== Segment start ==

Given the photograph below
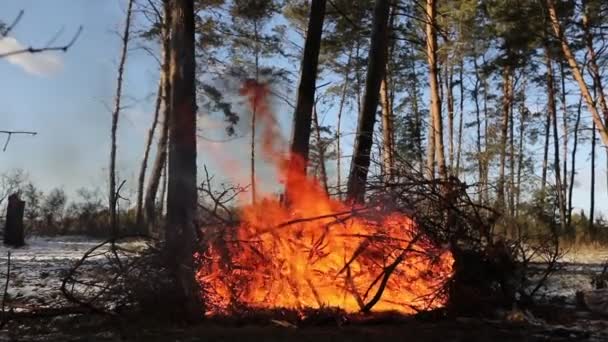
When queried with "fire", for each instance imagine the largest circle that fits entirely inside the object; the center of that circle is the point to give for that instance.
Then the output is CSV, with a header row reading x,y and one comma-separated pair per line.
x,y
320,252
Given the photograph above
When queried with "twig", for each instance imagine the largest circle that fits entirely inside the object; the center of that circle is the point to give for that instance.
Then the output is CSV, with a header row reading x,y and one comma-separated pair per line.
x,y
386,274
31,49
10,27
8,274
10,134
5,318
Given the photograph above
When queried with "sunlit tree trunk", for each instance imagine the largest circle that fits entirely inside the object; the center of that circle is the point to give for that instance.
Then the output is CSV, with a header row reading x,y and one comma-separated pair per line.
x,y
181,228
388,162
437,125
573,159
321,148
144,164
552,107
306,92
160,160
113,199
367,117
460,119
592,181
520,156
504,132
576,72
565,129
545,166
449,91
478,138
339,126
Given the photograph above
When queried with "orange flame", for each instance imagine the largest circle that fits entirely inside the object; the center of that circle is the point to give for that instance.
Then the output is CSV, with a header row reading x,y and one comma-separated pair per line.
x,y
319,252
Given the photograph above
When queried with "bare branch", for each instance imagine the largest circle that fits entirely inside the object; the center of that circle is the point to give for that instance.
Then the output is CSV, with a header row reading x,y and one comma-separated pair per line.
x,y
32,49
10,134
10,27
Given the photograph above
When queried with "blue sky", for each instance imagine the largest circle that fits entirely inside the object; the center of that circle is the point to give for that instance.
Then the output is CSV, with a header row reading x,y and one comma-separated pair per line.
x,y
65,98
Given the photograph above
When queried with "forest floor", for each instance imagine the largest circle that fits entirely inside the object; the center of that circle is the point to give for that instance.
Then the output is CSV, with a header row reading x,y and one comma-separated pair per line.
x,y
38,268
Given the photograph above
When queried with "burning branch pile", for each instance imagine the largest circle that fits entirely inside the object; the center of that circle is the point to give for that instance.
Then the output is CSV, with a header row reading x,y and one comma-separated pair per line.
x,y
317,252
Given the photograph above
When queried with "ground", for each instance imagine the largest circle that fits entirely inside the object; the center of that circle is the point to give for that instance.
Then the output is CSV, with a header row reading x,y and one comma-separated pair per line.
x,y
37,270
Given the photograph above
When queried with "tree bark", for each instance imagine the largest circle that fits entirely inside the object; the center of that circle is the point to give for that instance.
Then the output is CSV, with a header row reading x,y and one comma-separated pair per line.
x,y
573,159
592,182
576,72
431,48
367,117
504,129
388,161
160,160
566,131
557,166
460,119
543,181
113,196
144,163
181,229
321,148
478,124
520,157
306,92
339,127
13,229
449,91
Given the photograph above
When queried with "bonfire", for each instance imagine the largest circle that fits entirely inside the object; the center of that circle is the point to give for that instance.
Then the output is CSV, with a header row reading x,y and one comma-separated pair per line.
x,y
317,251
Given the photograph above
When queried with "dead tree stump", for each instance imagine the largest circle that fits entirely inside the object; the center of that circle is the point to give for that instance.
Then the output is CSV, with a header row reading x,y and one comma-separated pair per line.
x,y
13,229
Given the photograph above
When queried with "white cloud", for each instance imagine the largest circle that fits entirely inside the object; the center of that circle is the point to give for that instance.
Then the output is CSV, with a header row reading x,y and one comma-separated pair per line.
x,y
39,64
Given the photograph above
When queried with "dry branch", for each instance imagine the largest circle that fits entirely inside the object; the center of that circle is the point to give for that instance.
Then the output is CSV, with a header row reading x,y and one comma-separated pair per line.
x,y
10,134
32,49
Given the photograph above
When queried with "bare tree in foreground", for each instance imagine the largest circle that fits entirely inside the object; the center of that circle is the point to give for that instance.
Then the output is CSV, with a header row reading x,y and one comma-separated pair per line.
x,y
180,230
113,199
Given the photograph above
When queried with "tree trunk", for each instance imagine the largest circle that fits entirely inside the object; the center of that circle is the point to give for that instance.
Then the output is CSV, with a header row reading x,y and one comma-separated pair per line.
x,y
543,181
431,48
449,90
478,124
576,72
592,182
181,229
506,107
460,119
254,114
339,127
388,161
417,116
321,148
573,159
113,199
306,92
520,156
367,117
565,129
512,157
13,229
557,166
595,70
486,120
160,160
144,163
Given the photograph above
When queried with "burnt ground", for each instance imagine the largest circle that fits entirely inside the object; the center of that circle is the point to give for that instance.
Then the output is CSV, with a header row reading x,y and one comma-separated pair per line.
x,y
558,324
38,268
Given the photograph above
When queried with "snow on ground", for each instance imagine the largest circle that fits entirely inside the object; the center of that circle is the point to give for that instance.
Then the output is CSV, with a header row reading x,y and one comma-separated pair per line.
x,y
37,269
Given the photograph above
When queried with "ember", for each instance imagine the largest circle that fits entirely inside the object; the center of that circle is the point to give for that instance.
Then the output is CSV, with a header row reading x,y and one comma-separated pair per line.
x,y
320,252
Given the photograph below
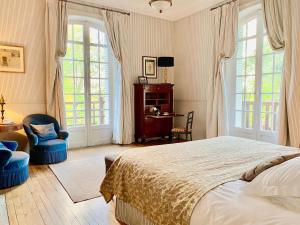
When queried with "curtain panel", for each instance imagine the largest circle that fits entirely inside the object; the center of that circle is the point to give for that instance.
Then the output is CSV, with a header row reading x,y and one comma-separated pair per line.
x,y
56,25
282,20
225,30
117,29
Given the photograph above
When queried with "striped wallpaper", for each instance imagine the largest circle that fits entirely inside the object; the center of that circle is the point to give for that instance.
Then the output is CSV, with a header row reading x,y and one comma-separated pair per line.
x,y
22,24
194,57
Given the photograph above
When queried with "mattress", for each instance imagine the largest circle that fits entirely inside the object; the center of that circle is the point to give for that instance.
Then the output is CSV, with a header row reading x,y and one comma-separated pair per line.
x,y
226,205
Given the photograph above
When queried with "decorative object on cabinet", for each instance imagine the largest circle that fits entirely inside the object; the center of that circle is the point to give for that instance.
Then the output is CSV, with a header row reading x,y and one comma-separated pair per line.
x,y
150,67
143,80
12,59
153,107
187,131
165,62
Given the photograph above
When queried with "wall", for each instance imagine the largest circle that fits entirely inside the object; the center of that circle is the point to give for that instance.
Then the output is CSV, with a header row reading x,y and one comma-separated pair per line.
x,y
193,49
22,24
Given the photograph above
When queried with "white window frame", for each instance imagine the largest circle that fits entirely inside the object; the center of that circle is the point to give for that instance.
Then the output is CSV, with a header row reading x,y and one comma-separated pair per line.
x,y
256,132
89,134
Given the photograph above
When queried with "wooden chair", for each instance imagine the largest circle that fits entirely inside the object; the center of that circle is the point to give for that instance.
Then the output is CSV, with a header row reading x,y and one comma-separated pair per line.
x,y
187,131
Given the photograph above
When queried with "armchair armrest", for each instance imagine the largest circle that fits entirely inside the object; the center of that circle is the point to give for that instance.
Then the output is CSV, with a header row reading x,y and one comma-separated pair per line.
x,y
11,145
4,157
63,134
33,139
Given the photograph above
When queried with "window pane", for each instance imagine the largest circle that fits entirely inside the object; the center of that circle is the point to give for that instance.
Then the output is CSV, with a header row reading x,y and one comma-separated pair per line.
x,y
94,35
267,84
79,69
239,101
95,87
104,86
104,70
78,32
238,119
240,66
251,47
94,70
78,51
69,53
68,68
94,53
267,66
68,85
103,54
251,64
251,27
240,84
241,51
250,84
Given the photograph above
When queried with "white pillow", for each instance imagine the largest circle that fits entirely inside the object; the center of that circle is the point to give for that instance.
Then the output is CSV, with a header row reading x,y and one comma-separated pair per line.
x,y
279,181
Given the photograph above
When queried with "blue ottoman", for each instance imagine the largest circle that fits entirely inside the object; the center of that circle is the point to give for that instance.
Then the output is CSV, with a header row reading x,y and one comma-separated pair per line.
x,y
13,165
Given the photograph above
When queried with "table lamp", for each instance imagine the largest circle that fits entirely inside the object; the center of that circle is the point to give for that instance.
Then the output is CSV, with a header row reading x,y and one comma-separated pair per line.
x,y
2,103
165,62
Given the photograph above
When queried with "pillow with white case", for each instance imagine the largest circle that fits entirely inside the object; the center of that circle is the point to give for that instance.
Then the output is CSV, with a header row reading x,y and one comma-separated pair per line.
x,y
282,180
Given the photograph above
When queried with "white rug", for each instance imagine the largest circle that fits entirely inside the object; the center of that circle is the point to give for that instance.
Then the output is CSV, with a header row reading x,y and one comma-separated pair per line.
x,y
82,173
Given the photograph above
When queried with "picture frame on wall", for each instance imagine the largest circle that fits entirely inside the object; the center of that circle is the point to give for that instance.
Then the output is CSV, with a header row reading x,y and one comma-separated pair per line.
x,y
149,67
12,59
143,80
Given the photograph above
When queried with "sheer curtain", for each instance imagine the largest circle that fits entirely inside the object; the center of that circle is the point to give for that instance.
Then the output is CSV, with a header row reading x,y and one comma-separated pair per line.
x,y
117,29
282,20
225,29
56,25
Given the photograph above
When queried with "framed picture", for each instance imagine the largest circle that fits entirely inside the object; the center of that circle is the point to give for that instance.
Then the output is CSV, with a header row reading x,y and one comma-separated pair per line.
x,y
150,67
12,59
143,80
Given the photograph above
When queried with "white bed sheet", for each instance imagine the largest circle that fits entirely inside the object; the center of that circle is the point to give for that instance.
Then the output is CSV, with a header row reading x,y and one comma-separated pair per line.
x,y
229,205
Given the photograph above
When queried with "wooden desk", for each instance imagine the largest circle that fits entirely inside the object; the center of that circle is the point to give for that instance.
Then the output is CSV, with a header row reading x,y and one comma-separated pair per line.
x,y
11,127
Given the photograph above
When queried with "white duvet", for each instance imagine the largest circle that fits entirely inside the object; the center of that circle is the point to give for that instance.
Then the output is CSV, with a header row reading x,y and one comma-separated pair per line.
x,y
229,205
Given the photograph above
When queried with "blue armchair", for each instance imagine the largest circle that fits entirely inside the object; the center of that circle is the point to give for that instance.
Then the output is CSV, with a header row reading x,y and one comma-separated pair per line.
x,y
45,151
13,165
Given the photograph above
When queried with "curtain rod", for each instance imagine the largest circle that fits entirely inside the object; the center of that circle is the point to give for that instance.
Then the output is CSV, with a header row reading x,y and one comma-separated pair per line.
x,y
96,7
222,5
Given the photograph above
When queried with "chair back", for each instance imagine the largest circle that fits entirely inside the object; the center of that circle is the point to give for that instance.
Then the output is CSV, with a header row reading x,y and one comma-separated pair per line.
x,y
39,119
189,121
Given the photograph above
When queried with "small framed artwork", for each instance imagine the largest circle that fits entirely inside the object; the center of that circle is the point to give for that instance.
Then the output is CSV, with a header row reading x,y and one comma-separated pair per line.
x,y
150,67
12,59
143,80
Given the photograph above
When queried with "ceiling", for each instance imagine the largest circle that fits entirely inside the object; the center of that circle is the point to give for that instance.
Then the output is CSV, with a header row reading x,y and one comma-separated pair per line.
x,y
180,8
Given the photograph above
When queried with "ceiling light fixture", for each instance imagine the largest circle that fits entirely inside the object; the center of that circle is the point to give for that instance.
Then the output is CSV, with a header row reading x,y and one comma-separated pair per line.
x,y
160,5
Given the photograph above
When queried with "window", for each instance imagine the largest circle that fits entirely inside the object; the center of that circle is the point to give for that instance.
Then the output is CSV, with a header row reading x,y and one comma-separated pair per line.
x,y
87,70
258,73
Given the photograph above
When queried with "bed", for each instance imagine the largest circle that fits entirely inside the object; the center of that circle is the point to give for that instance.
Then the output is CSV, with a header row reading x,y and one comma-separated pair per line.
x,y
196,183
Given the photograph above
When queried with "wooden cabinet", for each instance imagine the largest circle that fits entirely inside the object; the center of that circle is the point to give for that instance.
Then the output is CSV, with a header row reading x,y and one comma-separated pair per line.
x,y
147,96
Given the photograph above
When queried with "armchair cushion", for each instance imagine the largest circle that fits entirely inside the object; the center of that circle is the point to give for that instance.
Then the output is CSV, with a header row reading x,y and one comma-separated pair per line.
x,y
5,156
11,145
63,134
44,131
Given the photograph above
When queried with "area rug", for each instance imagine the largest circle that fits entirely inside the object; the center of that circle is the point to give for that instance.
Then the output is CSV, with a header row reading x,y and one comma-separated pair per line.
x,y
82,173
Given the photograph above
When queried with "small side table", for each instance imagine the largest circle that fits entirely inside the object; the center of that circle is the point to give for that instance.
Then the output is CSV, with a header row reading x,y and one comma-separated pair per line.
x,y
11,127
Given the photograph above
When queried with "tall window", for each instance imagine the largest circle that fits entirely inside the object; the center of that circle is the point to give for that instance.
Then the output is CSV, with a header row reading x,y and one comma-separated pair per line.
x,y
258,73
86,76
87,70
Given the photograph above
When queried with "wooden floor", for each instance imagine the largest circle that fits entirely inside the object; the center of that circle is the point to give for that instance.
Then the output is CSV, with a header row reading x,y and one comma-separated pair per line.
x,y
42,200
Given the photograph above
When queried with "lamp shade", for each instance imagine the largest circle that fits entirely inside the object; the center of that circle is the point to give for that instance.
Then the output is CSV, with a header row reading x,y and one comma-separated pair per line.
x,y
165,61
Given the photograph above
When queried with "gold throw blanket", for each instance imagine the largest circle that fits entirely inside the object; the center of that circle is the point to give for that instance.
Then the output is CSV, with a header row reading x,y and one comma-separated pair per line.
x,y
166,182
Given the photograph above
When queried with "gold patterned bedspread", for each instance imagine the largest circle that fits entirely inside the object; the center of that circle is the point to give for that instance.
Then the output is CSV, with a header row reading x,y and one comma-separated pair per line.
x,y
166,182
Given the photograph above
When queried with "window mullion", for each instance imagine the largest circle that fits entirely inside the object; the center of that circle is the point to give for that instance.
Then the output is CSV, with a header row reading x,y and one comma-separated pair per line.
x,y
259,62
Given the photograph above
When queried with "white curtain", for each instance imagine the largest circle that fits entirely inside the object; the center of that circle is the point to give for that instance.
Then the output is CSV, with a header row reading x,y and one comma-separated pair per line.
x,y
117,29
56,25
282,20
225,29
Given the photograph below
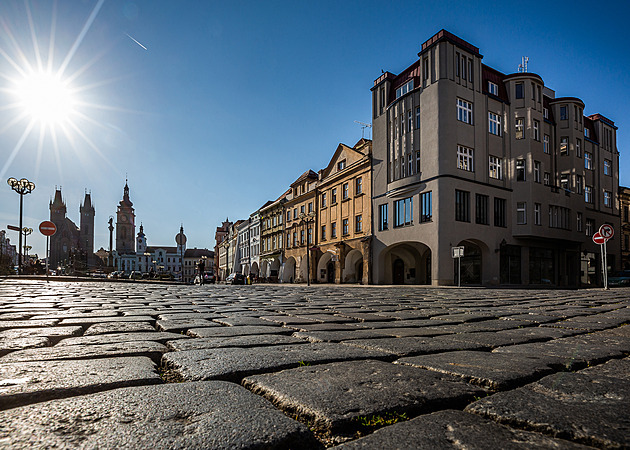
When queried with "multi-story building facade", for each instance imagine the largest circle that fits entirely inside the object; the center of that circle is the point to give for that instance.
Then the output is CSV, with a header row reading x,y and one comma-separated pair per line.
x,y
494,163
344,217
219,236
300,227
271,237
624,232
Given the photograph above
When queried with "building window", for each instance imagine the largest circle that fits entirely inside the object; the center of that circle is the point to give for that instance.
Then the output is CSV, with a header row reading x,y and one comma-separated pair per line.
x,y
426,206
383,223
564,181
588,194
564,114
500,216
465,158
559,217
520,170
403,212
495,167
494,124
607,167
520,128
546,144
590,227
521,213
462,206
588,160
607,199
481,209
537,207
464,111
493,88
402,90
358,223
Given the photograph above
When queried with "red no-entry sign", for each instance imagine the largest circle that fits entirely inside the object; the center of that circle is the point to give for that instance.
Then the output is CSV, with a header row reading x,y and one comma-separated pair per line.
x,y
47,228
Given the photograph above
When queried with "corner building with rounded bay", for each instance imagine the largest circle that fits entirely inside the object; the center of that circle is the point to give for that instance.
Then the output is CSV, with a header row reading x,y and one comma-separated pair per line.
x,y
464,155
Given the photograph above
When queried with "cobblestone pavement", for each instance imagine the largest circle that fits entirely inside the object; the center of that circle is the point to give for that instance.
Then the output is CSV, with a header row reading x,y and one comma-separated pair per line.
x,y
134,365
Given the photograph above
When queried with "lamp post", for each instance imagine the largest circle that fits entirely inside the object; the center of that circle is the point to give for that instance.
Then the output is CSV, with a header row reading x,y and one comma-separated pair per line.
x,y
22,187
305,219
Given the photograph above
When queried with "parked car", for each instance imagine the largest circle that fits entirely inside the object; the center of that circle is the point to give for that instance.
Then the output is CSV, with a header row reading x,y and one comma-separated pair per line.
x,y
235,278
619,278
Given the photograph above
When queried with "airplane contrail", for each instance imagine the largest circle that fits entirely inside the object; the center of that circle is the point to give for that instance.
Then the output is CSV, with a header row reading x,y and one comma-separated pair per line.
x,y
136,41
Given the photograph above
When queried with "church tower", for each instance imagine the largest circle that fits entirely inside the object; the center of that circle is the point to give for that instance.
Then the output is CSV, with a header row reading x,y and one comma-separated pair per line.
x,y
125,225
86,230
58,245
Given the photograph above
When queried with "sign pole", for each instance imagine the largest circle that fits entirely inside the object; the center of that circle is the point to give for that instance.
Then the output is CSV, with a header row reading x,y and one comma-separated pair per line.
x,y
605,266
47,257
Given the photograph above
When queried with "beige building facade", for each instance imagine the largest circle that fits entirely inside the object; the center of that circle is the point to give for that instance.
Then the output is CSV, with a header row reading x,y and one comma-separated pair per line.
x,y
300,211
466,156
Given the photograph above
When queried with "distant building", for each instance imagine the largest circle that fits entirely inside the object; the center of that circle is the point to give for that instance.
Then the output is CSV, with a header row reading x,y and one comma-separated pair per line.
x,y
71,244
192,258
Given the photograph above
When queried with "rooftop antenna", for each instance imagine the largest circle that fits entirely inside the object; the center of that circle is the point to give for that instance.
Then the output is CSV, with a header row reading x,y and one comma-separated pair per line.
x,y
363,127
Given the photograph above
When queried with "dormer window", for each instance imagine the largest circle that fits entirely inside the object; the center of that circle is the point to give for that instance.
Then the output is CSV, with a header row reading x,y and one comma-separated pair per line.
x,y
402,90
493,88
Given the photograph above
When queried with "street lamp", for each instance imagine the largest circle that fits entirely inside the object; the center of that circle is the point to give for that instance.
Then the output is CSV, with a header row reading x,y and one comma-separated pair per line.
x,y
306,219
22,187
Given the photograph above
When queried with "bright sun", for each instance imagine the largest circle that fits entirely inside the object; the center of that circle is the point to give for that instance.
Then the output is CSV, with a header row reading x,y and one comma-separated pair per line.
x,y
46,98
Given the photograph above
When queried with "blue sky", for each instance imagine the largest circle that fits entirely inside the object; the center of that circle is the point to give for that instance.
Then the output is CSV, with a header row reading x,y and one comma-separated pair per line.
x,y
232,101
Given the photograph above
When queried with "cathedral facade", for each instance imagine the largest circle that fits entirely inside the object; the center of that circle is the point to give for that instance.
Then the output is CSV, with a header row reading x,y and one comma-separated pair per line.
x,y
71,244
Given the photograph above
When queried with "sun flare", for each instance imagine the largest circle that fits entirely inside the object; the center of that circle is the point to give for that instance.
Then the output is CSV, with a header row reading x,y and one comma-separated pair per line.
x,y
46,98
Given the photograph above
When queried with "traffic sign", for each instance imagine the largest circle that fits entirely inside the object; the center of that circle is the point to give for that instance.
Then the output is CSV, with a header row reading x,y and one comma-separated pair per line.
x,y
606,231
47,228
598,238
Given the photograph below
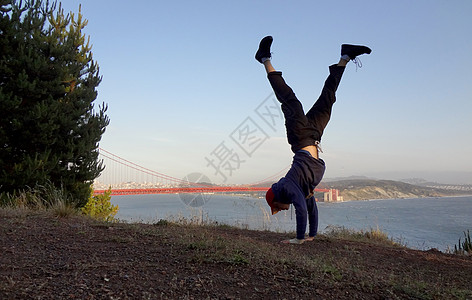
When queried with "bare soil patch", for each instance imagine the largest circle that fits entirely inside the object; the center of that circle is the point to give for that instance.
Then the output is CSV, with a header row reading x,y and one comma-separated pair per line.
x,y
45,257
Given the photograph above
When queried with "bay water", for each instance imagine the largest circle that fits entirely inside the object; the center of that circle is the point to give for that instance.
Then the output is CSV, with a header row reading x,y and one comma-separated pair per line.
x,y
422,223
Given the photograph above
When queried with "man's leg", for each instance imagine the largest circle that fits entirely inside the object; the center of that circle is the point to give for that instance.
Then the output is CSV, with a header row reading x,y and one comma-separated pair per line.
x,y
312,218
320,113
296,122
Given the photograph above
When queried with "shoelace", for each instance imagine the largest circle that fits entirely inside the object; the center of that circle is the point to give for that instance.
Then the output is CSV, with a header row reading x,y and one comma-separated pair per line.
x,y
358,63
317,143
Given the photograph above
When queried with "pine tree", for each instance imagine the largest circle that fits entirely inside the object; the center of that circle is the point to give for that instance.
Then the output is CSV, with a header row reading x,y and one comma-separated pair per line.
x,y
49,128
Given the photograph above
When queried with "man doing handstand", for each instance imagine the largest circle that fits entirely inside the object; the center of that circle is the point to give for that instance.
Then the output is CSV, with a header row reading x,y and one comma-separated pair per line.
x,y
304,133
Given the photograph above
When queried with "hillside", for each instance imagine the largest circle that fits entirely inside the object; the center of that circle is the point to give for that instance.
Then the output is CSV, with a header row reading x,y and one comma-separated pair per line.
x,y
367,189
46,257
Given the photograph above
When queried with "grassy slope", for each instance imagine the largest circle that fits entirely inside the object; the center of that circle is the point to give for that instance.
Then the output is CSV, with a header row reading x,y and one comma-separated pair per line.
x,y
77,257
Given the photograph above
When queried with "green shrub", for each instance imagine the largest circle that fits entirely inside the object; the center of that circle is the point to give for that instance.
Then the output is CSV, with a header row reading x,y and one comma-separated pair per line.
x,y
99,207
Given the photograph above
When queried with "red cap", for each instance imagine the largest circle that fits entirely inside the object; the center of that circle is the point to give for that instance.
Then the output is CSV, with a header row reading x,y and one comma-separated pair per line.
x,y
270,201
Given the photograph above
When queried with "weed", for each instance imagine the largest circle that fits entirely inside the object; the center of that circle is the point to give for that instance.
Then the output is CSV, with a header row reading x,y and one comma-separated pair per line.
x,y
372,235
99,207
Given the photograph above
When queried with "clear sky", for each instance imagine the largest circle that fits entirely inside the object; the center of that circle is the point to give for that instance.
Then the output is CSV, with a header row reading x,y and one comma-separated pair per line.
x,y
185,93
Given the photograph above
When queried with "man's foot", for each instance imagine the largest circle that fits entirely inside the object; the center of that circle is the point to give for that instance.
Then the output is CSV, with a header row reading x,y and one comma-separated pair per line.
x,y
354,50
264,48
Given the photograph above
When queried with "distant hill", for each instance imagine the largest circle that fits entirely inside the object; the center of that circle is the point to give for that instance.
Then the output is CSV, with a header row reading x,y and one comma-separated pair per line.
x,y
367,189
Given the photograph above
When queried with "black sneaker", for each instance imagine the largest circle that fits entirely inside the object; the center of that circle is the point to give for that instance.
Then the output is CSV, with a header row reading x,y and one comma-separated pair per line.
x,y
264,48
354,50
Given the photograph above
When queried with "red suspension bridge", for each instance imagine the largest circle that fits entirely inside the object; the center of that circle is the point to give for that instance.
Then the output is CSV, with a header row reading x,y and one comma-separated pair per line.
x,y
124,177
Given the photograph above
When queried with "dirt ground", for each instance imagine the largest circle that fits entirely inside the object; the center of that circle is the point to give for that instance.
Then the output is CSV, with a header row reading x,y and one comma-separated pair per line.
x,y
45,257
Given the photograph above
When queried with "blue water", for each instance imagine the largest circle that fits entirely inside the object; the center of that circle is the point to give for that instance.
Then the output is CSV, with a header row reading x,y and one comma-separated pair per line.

== Segment end ==

Across the records above, count each line that holds the word "pillow" and give only the resulting number.

● Exercise result: 2